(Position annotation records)
_ _ _ _ _

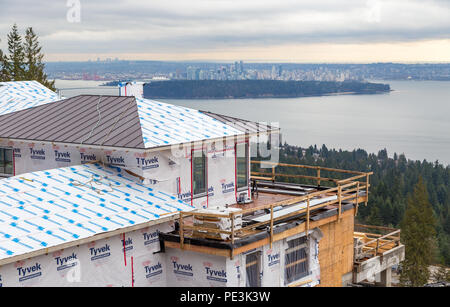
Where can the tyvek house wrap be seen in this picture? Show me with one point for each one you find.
(129, 259)
(21, 95)
(48, 208)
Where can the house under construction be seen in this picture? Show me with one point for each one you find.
(126, 191)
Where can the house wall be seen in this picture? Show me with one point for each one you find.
(96, 264)
(168, 170)
(336, 250)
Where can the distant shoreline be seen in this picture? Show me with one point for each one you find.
(242, 89)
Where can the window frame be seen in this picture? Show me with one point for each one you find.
(247, 167)
(2, 174)
(303, 245)
(258, 263)
(205, 163)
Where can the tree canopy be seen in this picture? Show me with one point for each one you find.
(23, 60)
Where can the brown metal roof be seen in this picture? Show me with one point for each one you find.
(86, 119)
(242, 124)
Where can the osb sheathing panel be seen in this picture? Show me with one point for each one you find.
(336, 250)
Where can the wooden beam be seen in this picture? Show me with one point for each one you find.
(200, 249)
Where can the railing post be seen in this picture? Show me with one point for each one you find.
(340, 200)
(367, 189)
(307, 216)
(232, 228)
(271, 225)
(181, 231)
(357, 200)
(318, 176)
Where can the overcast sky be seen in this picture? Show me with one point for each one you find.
(225, 30)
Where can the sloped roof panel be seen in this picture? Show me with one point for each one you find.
(86, 119)
(48, 208)
(166, 124)
(20, 95)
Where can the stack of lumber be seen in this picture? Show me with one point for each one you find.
(208, 224)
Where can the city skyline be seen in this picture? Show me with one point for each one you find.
(254, 31)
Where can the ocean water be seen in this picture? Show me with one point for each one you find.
(413, 119)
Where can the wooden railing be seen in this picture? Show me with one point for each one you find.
(347, 190)
(373, 244)
(272, 175)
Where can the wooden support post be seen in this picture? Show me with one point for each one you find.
(271, 225)
(340, 201)
(318, 176)
(367, 188)
(181, 231)
(357, 201)
(307, 216)
(232, 228)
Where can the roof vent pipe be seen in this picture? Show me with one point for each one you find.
(135, 89)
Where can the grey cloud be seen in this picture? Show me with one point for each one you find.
(176, 25)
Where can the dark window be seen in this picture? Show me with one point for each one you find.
(296, 260)
(242, 165)
(253, 269)
(6, 161)
(199, 173)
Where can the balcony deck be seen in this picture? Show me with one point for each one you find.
(276, 210)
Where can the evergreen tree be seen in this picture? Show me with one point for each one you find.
(15, 65)
(3, 75)
(418, 233)
(33, 60)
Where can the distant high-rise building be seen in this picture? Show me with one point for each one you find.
(193, 73)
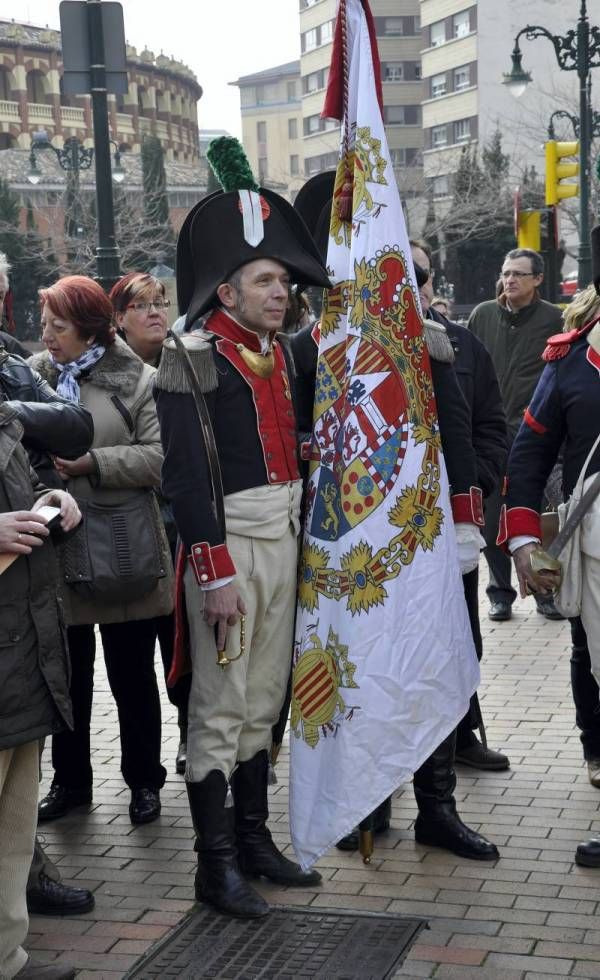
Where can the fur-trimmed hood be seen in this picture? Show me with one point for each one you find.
(118, 370)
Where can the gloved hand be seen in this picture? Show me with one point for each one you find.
(469, 544)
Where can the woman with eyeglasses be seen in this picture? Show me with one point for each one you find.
(86, 363)
(141, 307)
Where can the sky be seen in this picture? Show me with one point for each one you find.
(220, 40)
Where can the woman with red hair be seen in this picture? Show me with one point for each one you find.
(87, 363)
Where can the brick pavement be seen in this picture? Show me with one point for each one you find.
(531, 916)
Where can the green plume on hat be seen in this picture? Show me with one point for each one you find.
(230, 165)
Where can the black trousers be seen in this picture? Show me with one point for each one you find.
(500, 588)
(585, 692)
(179, 694)
(129, 658)
(464, 731)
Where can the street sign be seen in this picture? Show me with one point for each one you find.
(75, 33)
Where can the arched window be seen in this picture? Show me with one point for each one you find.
(5, 91)
(36, 88)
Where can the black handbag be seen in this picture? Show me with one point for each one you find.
(115, 554)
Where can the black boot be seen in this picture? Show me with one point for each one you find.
(258, 854)
(438, 824)
(381, 817)
(218, 878)
(181, 757)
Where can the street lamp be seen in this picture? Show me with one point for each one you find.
(576, 51)
(72, 157)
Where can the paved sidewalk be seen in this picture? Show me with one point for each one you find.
(531, 916)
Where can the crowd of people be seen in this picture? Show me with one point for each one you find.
(172, 470)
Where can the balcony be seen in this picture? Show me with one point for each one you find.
(9, 111)
(72, 116)
(39, 112)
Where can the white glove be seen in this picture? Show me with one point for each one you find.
(469, 544)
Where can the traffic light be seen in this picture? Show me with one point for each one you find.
(557, 172)
(529, 231)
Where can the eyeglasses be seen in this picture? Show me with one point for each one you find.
(146, 307)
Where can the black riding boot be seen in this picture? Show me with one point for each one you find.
(181, 757)
(381, 817)
(438, 824)
(218, 878)
(258, 854)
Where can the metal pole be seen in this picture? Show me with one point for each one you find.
(584, 254)
(107, 253)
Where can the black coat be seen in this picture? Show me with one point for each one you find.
(479, 384)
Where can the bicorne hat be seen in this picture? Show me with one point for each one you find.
(240, 224)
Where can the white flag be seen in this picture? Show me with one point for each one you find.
(384, 663)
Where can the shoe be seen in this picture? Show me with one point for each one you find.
(381, 822)
(594, 772)
(60, 800)
(181, 759)
(45, 971)
(442, 827)
(438, 823)
(499, 612)
(53, 898)
(258, 855)
(144, 806)
(545, 606)
(219, 880)
(588, 855)
(478, 756)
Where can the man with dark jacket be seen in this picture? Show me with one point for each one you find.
(514, 328)
(479, 385)
(50, 426)
(34, 693)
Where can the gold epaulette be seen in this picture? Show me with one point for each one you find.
(171, 375)
(438, 342)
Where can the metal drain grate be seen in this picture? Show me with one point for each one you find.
(290, 944)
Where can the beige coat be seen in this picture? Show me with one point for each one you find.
(128, 456)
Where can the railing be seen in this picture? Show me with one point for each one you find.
(38, 110)
(9, 109)
(72, 114)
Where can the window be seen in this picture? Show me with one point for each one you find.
(393, 25)
(441, 186)
(462, 77)
(326, 32)
(393, 71)
(438, 85)
(461, 24)
(437, 33)
(462, 130)
(439, 136)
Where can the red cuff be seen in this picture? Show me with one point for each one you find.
(517, 521)
(209, 563)
(467, 508)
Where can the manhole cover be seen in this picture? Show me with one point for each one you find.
(289, 944)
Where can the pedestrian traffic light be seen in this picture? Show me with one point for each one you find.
(557, 172)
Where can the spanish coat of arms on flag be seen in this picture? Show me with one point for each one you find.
(384, 663)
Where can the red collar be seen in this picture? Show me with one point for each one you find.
(223, 325)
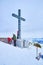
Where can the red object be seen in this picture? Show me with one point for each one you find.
(9, 39)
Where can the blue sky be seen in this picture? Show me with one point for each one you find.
(31, 10)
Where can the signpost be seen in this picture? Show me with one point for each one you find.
(19, 22)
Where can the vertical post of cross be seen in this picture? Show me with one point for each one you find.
(19, 24)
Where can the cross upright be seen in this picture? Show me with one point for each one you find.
(19, 22)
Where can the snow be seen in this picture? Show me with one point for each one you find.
(10, 55)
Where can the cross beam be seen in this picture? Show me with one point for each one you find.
(19, 22)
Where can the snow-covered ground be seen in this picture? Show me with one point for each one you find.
(10, 55)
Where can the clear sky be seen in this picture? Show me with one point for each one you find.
(31, 10)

_ _ _ _ _

Reproduce all entries exactly. Pictures do not belong in the copy.

◆ FINAL RESULT:
Where can the tyvek house wrap be seen in this picture? Show me with one point for each one you find.
(129, 259)
(21, 95)
(48, 208)
Where can the house under construction be seen in this picture? Show me with one point for each one you find.
(126, 191)
Where can the house wall be seen in this picture? Show me with one point for each one you find.
(96, 264)
(168, 170)
(336, 250)
Where can the distant shoreline be seen in this picture? Show me with one point for each one you find.
(242, 89)
Where can the window frame be seen in this picture? Show me with one point for each one you find.
(247, 167)
(2, 174)
(303, 245)
(258, 263)
(205, 163)
Where can the tree canopy be seen in this picture? Show me with one point for each one you find.
(23, 60)
Where can the brown metal roof be seen in this picture? Show me with one point for each one you find.
(86, 119)
(242, 124)
Where can the osb sheathing panel be seen in this picture? Show me with one point for each one you find.
(336, 250)
Where can the wooden beam be seen in this picture? Show me with one point for each one you find.
(200, 249)
Where can the railing post be seen in this picture? Show me with one point for each one you find.
(340, 200)
(367, 189)
(307, 216)
(232, 228)
(271, 225)
(181, 231)
(357, 200)
(318, 176)
Where can the overcast sky be seen in this picture? Show me with one point for each one you find.
(225, 30)
Where can the sloped roof panel be seen in this picture? Show me with one point for each one you find.
(86, 119)
(48, 208)
(166, 124)
(20, 95)
Where can the stack of lumber be seen in this picture? Show me with one point for each one you find.
(208, 224)
Where can the city skyline be seen in this picture? Show me with one point for each one you find.
(254, 31)
Where can the ocean water be seen in this picture? Show me with one point for each one you find.
(413, 119)
Where can the wooden railing be seen in this picture? Show me with one point for each one you find.
(347, 190)
(373, 244)
(272, 175)
Where can the wooden support post be seen in this picture? Show me with one point for each one you find.
(271, 225)
(340, 201)
(318, 176)
(367, 188)
(181, 231)
(357, 201)
(307, 216)
(232, 228)
Where can the roof vent pipe be seen in this picture? Show me with one point for each one you find.
(135, 89)
Where can the grey cloud be seen in this picture? Show me with one point for each one you find.
(176, 25)
Where can the dark window be seen in this picture? Show me with one point for each one you find.
(296, 260)
(242, 165)
(253, 269)
(6, 161)
(199, 173)
Where can the balcony deck be seen in this picture? Show me with one point for each one you find.
(276, 210)
Where can the evergreen tree be seen in this picture? Show me with one point for each one you find.
(15, 65)
(3, 75)
(418, 233)
(33, 60)
Where can the distant high-rise building be seen in this picture? Show me with one point for each one you find.
(193, 73)
Where can the fur-trimmed hood be seen in this picture? Show me with one point for each one you find.
(118, 370)
Where can the gloved hand be seen in this picture? Show me with one point for each one you find.
(469, 544)
Where can the woman with eyeglasses be seen in this picture? Show me with one point for each one you find.
(86, 363)
(141, 307)
Where can the sky be seen in this picture? Show me with one point for each one you find.
(220, 40)
Where can the woman with red hair be seen in this picture? Show me with one point for each one you find.
(87, 363)
Where can the brick pavement be seen in this picture? Show me with one point for each one you find.
(531, 916)
Where can the green plume on hat be seen in this picture? Show me with one point for each one you find.
(230, 165)
Where can the black trousers be seen in this picture? Show me with one point for each one you find.
(500, 588)
(585, 692)
(179, 694)
(129, 658)
(464, 731)
Where can the street sign be seen in this picture? Show me with one point for each one you find.
(75, 33)
Where can the arched window be seen in this picture? Show me with one point for each one you find.
(5, 91)
(36, 88)
Where can the black handbag be seen in this picture? Show me with one point for each one you find.
(115, 554)
Where can the black boot be seen in this picture? Show me with one point for each one you find.
(258, 854)
(438, 824)
(381, 817)
(218, 878)
(181, 757)
Where can the street lamp be seen in this picture? Show me with one point for each one you find.
(576, 51)
(72, 157)
Where can the paved sidewalk be seen in this picture? Show me with one point for each one you find.
(531, 916)
Where can the crowd of people be seen in this picture? Show me with one point for each one you find.
(172, 470)
Where can the balcony be seen in this picture? Show me with one point for each one you find.
(9, 111)
(72, 116)
(39, 112)
Where can the white glove be seen in this picture? Show me with one point for each one you find.
(469, 544)
Where can the traffic light be seen in this picture? Show me with one point for each one you find.
(557, 172)
(529, 231)
Where can the eyeglasses be seen in this picture? Show me with one point for each one you find.
(146, 307)
Where can the black riding boot be seen in this picture? Show me with one point for each one you find.
(181, 757)
(381, 817)
(438, 824)
(218, 878)
(258, 854)
Where can the metal pole be seen in this picture? Show me with one point for each one you find.
(584, 254)
(107, 253)
Where can the black coat be seen in this picture? Show me with one point for each one you find.
(479, 384)
Where can the bicorne hat be seen in this picture? Show me with one point for each one you find.
(240, 224)
Where can the white flag be seen in this picture? Show me with one point for each one you find.
(384, 663)
Where can the shoe be seen in this picture? Show me with one point for each one you find.
(381, 822)
(594, 772)
(60, 800)
(181, 759)
(45, 971)
(442, 827)
(438, 823)
(499, 612)
(53, 898)
(258, 855)
(144, 806)
(545, 606)
(219, 880)
(588, 855)
(478, 756)
Where can the man with dark jacket be seen in this picture? Show me with one point for each one you find.
(514, 328)
(479, 385)
(50, 426)
(34, 693)
Where can the gold epaulette be seen in this picture? Show me with one point for each one you find.
(171, 375)
(438, 342)
Where can the metal drain grate be seen in this picture? Show me with one point for each one you find.
(290, 944)
Where can the beige coat be seen in this picture? Show me with one point for each one you find.
(128, 456)
Where can the railing be seen in this picture? Show me with one point for each one you find.
(38, 110)
(9, 109)
(72, 114)
Where can the window be seen in this picture? Show me with one point for each one you find.
(393, 25)
(441, 186)
(462, 77)
(326, 32)
(393, 71)
(438, 85)
(461, 24)
(437, 33)
(462, 130)
(439, 136)
Where can the red cuff be seen in this picture? Show me with one point for each one you find.
(517, 521)
(209, 563)
(467, 508)
Where can the manhole cover be seen in this picture? Show me with one point for each one you find.
(289, 944)
Where can the pedestrian traffic light be seen in this picture? Show me with one point for each one you find.
(557, 172)
Where can the spanish coat of arms on flag be seen in this picture? Show me with one point for each one you find.
(384, 663)
Where can the red collar be seen in this picture? Show me with one point for each one you find.
(223, 325)
Where can the red object be seen in this picture? Show me with one point for each one you find.
(9, 39)
Where can the blue sky be seen in this picture? Show me with one point for each one you find.
(31, 10)
Where can the signpost be seen in this picture? Show me with one point for each one you find.
(19, 22)
Where can the vertical post of cross be seen in this picture? Show me with one point for each one you find.
(19, 24)
Where can the cross upright be seen in this picture? Show me with one point for each one you find.
(19, 22)
Where can the snow be seen in this picture? Show me with one point for each one you find.
(10, 55)
Where can the cross beam be seen in this picture? Show me with one point for each one you find.
(19, 22)
Where can the snow-covered ground be seen in this picture? Show me with one point for each one you find.
(10, 55)
Where can the clear sky be seen in this picture? Show me with one point for each one you find.
(31, 10)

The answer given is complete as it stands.